### Entries

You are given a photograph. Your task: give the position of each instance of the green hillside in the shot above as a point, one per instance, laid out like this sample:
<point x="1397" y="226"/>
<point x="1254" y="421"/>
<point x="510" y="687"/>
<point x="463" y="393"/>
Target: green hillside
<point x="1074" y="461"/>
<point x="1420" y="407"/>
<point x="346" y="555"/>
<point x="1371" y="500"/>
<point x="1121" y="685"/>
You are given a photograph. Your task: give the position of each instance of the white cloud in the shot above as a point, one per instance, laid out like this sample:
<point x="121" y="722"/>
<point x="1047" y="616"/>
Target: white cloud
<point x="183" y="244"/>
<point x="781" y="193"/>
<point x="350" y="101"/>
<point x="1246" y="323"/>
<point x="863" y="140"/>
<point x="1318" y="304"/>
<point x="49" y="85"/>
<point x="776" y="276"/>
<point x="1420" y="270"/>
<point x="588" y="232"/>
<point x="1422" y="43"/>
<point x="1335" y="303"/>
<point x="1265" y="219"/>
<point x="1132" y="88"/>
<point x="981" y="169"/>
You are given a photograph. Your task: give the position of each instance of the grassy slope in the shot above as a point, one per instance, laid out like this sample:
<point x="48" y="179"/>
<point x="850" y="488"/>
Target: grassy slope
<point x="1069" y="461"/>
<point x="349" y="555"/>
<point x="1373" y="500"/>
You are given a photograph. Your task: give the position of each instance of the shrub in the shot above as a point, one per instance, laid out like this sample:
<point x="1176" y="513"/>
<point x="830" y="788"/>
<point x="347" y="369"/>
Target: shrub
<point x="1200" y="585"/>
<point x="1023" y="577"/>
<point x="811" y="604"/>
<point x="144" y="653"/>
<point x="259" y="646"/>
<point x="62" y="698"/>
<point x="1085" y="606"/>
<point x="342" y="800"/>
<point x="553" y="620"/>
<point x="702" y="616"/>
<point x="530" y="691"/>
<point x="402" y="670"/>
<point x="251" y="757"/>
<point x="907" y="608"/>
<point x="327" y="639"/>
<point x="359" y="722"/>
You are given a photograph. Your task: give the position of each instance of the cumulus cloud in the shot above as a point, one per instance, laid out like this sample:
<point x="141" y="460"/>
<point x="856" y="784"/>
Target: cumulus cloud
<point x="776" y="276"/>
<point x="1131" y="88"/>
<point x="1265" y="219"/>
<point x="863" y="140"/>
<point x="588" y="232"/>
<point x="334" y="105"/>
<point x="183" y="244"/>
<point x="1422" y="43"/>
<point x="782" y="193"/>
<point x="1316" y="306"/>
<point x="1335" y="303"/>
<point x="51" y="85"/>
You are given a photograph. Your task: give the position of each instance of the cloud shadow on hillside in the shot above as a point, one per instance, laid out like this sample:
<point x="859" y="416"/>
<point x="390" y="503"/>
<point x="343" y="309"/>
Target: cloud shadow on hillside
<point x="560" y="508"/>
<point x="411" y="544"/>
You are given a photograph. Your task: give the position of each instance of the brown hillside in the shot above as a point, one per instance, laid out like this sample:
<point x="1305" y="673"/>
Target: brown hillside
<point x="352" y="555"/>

######
### Entries

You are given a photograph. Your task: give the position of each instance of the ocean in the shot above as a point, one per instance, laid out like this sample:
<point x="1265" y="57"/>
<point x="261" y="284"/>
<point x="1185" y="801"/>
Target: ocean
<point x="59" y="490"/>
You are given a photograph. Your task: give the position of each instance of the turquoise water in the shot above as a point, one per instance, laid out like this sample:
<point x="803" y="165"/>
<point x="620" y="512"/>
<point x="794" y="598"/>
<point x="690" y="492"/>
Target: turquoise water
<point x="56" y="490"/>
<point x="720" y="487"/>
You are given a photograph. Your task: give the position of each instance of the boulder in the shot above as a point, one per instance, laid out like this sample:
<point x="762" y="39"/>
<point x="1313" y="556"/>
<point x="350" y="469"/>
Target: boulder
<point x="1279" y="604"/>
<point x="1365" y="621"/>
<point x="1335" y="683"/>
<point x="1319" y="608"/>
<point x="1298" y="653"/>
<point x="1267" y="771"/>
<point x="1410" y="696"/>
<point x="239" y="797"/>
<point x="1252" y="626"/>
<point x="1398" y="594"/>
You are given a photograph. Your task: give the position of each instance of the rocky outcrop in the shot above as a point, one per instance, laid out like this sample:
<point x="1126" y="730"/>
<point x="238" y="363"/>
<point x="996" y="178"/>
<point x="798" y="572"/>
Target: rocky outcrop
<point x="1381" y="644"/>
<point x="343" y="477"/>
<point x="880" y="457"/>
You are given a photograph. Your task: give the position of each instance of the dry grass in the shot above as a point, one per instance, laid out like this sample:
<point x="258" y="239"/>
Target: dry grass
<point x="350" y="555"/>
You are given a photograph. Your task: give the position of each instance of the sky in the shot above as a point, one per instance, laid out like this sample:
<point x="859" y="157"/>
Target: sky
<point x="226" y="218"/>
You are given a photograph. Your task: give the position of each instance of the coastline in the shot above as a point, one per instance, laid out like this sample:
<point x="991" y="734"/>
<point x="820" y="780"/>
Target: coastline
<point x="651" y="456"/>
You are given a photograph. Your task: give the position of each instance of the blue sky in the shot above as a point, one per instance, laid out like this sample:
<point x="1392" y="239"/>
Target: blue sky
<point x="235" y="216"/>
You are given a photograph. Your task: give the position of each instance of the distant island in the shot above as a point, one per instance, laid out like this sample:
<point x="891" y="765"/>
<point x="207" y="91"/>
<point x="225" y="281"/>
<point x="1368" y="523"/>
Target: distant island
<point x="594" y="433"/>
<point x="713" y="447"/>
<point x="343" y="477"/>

######
### Entries

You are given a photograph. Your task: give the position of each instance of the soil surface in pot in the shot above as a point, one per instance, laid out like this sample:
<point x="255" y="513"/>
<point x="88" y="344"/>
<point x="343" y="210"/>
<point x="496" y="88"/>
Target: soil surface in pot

######

Work to do. Quote the items word for word, starting at the line that contains "of the green" and stopping after the line that contains "Target: green hillside".

Result of this task.
You are given a photograph. Your task: give the position of each instance of the green hillside in the shot above as a point, one per instance, laid out like this sample:
<point x="1397" y="226"/>
<point x="1254" y="421"/>
<point x="510" y="687"/>
<point x="463" y="393"/>
Target: green hillside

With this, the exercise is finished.